**YOUR OBJECTIVE:**
Swap every "Tag" in the items that follow for "Mark", and give all the lines again with nothing else changed.

**DATA EXCERPTS:**
● ● ● ● ● ● ●
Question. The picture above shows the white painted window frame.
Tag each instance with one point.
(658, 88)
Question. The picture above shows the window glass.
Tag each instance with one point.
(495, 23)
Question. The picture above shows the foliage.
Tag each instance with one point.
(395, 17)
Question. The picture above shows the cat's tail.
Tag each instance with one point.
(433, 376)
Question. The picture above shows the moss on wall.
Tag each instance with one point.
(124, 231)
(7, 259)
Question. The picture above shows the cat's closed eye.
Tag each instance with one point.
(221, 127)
● ● ● ● ● ● ●
**PROBLEM SOLUTION:**
Question. The picture above shows the white painted window frame.
Mark each instance with one point.
(658, 88)
Question. The picture above shows the window glass.
Mark each instance with one point.
(495, 23)
Question. The picture above shows the foliage.
Mark each instance with one point.
(395, 17)
Question. The picture above shows the cat's tail.
Mark each instance with one point.
(433, 376)
Question. The picture above shows the moss on wall.
Mark each instance with one point.
(124, 231)
(7, 259)
Question. The picture above shows the cat's closed eye.
Mark each instance with one point.
(221, 127)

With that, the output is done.